Rewrite the records from the line containing "like (164, 216)." through the end of the records, both included, with the requests kept as they are. Multiply every answer coordinate by 2.35 and round to whole numbers, halves up, but leave the sample coordinates in the requests unchanged, and omit the pictures.
▼▼▼
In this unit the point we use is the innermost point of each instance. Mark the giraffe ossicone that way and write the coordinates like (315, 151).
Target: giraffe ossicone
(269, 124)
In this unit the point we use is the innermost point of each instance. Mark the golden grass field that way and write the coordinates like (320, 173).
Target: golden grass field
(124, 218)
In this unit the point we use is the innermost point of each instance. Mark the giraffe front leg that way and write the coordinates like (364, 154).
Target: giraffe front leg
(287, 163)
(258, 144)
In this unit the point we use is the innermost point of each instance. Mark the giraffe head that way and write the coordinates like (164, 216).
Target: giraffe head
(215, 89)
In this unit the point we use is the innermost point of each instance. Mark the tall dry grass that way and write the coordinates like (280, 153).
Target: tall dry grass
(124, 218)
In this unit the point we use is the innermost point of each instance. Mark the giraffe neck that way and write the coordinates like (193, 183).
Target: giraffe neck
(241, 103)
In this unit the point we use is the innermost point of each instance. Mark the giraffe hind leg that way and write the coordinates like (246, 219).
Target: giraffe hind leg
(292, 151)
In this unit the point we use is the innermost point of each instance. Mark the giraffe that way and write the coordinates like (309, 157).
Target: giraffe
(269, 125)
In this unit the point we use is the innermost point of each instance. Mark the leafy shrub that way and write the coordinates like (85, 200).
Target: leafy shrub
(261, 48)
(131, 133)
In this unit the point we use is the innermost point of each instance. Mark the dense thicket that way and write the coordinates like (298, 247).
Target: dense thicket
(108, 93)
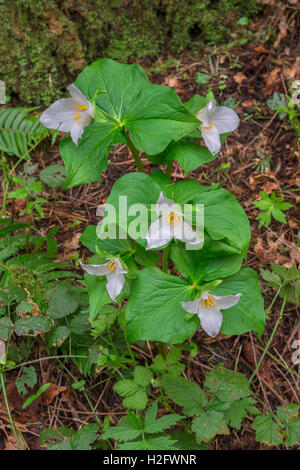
▲▲▲
» WRITTEN RESPONSE:
In this unit the point we use is the innermost point of each instance. Mark the giraffe head that way and write the coordinates like (164, 216).
Target: giraffe head
(505, 209)
In this unit the point we use is the innermost point of each instance. Mark the tall dry grass that way and write the coordinates like (280, 153).
Target: tall dry grass
(291, 512)
In this unit the point we use is the innermost point of each instance. Mark the giraffe neck that way and write the coordinates like (193, 183).
Target: giraffe neck
(566, 242)
In this unit the point we use is the innermost point of each instance. Mark the giraffe hind leg that way and write the coordinates like (246, 219).
Target: giraffe hind leg
(686, 355)
In this unit the point we use is the innermost point of each instance. Mark the giraffe that way and write the coordinates like (309, 157).
Target: giraffe
(632, 294)
In this unit the point we use is the innermost point of each instance. Mark the leafy shrub that way and write the coordinates like (85, 200).
Target: leafy shrub
(613, 113)
(308, 313)
In this unit the point we use is the innermost point of each instance. Mark the dense thicket that way and write the coordinates like (298, 247).
Target: dense thicket
(254, 219)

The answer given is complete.